所给文本
★ ★ ★ ★

当$ \xi\rightarrow\infty $, 可得

$ \begin{equation*} \begin{split} \lim\limits_{\xi\rightarrow\infty}sup\frac{\tilde\omega(\xi)}{\prod\limits_{\xi_0<\xi_1<\xi}(1+\alpha_k)\text{exp} (-\int_{\xi_0}^\xi\tilde {p}(s)ds)} = \infty, \\ \end{split} \end{equation*} $

可知, 与$ \tilde\omega(\xi)<0 $矛盾, 证毕.定理得证.

定理2.4   在定理2.2的条件下，若存在$ \mu_2\geq0, \mu_1\geq0 $使得(2.21)–(2.23)成立，那么问题(1.1)、(1.3)的每个解在$ G $内是振动的.

例子3.1   考虑如下形式的具有多时滞的分数阶脉冲偏微分方程

$ \begin{equation} \left\{ \begin{split} &D_{+, t} ^{\frac{1}{2}} u(t, x)+\frac{1}{t}D_{+, t} ^{\frac{1}{4}}u(t, x) = e^{-t}u^2 (t, x)\Delta u(t, x) + \frac{t^2}{2} u^2(t-\frac{1}{2}, x)\Delta u(t-\frac{1}{2}, x)\\ &\; \; \; \; -(1+t^2+x^2)u(t-\frac{2\pi}{3}, x)e^{[u(t-\frac{2\pi}{3}, x)]^2} - tcosx, \; \; t\neq t_k , (t, x)\in R_+ \times \Omega = G, \\ &D_{+, t} ^{\frac{1}{4}} u(t_k ^+, x)-D_{+, t} ^{\frac{1}{4}} u(t_k ^-, x) = t_k ^{-3}cosx\cdot D_{+, t} ^{\frac{1}{4}} u(t_k, x), \\ &u(t_k ^+, x)-u(t_k ^-, x) = -t^2\sin x\cdot u(t_k, x)\; \; t = t_k, k = 1, 2, \cdots, \end{split} \right. \end{equation} $

(2.29)

★ ★ ★ ★

本题输入
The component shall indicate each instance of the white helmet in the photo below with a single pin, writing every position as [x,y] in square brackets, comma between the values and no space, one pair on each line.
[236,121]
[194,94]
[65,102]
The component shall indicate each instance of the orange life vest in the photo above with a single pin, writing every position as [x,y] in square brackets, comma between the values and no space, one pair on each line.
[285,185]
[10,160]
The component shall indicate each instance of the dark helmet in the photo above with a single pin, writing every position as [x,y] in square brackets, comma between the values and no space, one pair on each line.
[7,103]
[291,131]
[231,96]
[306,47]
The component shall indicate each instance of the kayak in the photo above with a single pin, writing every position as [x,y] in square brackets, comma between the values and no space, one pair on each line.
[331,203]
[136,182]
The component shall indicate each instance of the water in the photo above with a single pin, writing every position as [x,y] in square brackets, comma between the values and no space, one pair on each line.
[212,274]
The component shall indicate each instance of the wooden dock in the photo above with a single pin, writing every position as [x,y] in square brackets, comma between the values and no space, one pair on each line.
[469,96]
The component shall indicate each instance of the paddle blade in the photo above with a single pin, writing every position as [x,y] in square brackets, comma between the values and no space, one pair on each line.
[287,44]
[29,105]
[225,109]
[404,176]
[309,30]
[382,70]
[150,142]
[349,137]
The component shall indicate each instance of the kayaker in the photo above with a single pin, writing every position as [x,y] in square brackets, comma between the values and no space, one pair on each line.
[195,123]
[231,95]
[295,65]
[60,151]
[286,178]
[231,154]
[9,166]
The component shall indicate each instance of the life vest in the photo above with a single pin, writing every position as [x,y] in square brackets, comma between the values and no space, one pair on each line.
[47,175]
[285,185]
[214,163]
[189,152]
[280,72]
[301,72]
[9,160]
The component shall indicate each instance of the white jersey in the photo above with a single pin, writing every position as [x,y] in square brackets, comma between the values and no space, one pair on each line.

★ ★ ★ ★

任务 1
根据所给文本回答：
(a) 定理2.4断言问题(1.1)、(1.3)的每个解在何处是振动的？
(b) 例子3.1考虑的是哪一类方程？
(c) 定理2.4之前得到的极限结果与什么矛盾？
任务 2
请更新记录中从含有"The component shall indicate each instance of the kayaker"的那一行起直至记录末尾的各行：把"single pin"替换为"single marker"，其余内容保持不变，只给出这些行。
所给文本与记录是彼此独立的两份材料。

结果 1
(a) 在 G 内。
(b) 具有多时滞的分数阶脉冲偏微分方程。
(c) 与 ω̃(ξ)<0 矛盾。

结果 2
The component shall indicate each instance of the kayaker in the photo above with a single marker, writing every position as [x,y] in square brackets, comma between the values and no space, one pair on each line.
[195,123]
[231,95]
[295,65]
[60,151]
[286,178]
[231,154]
[9,166]
The component shall indicate each instance of the life vest in the photo above with a single marker, writing every position as [x,y] in square brackets, comma between the values and no space, one pair on each line.
[47,175]
[285,185]
[214,163]
[189,152]
[280,72]
[301,72]
[9,160]
The component shall indicate each instance of the white jersey in the photo above with a single marker, writing every position as [x,y] in square brackets, comma between the values and no space, one pair on each line.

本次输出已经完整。